→ Record set
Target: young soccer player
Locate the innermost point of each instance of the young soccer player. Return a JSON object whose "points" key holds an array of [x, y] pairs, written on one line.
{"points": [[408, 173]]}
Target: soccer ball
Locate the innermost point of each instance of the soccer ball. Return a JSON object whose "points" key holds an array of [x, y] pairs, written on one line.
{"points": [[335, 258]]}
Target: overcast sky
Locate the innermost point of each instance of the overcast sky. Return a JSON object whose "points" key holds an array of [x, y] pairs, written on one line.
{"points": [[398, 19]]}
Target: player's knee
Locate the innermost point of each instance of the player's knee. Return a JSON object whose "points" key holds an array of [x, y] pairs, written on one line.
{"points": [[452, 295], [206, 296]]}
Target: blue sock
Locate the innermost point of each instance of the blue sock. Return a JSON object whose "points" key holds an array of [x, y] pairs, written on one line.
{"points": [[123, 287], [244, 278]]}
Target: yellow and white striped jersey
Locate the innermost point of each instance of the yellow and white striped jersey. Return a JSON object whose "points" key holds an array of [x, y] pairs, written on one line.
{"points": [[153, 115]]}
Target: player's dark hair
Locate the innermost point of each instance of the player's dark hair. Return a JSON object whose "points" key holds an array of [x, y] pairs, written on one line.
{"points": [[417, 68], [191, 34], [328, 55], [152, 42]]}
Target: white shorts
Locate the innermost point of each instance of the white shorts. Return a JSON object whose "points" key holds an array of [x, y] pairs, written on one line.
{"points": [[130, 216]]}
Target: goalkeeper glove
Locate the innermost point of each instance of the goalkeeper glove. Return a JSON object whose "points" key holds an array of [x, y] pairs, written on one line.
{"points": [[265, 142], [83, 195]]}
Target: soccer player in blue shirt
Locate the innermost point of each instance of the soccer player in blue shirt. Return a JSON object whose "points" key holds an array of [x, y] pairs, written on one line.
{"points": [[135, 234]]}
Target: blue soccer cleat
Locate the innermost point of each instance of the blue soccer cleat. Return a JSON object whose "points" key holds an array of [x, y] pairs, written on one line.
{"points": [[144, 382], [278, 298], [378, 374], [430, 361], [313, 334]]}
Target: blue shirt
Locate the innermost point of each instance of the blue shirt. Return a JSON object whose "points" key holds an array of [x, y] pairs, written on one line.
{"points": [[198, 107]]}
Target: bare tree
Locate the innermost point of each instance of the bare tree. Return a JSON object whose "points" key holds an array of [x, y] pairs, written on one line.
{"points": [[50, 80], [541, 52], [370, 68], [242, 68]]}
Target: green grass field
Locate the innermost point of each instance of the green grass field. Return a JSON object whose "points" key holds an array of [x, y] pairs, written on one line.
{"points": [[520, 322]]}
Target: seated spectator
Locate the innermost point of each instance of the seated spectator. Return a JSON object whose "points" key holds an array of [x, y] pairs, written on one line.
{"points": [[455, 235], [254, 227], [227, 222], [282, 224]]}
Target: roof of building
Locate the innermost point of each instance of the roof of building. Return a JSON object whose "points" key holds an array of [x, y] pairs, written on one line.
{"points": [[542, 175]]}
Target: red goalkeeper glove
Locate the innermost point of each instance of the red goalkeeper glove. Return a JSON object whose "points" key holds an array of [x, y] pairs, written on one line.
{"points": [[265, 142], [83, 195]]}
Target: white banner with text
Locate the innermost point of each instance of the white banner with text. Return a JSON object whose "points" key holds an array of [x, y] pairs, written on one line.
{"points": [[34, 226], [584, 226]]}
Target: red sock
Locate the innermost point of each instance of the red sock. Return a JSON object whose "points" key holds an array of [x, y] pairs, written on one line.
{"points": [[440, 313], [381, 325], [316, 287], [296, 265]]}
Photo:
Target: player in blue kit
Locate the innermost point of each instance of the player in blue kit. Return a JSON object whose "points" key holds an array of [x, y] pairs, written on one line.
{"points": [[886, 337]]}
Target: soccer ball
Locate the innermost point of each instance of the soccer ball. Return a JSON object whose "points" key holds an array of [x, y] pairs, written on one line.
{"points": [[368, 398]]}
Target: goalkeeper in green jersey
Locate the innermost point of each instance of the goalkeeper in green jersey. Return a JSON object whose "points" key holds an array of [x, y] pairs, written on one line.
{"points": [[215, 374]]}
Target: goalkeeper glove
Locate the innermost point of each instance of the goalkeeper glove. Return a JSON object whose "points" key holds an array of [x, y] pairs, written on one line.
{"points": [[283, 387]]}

→ Your goal
The lines to copy run from the start of the records above through the line holding "Target: blue sock"; give them exactly, both ends included, and nothing else.

→ Response to the exercise
Target: young soccer player
Locate the innermost point of each instance of the young soccer player. Return a JSON object whose "points" key holds an array of [x, y] pairs, written on one line.
{"points": [[408, 173]]}
Target: soccer ball
Locate the innermost point of each instance of the soccer ball. Return a JSON object whose "points" key holds an array of [x, y] pairs, written on one line.
{"points": [[335, 258]]}
Target: overcast sky
Locate the innermost point of each instance of the overcast sky. Return a JSON object whose "points" key holds an array of [x, y] pairs, written on one line.
{"points": [[398, 19]]}
Target: player's knee
Locate the innermost point of each instance of the player's knee. Return a JSON object whose "points" key holds an array of [x, y] pairs, written on one line.
{"points": [[452, 295], [206, 296]]}
Target: blue sock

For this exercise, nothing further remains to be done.